### SEU OBJETIVO
Apresente cada linha dos registros abaixo em que aparece a palavra "petal".

- - - - -

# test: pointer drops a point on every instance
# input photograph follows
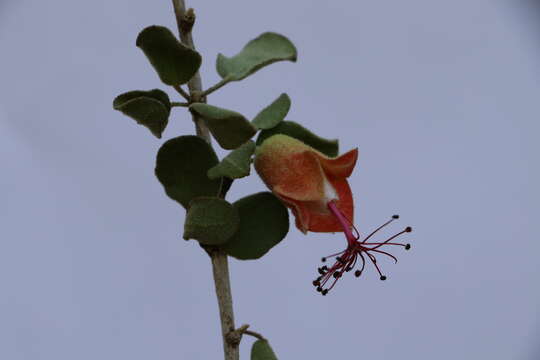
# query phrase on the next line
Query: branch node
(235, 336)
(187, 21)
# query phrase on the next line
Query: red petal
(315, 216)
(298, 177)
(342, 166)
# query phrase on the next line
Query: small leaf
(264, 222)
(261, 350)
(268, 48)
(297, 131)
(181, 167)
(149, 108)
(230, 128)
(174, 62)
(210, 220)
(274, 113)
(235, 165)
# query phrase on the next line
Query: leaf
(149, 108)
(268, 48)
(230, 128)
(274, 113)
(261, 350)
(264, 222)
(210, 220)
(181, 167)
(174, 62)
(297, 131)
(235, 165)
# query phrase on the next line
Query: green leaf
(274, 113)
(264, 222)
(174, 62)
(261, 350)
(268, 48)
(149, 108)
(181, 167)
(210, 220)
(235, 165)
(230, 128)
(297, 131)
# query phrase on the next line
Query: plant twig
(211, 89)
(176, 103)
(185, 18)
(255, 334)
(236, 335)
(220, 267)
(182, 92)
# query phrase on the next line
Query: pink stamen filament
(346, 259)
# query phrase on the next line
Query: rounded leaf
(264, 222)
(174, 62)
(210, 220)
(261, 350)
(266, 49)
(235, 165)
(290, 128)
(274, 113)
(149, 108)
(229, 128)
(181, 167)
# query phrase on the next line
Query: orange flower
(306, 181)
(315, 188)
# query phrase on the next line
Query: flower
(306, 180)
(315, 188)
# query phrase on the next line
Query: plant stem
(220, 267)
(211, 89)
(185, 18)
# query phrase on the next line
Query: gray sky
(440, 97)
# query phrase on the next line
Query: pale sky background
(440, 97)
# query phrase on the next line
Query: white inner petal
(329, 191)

- - - - -

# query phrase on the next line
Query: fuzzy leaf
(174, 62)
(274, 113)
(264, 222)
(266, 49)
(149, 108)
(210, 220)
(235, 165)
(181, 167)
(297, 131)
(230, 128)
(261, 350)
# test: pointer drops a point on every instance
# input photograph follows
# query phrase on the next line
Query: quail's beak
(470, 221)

- - - - -

### RESPOSTA DO EXERCÍCIO
Query: red petal
Query: white inner petal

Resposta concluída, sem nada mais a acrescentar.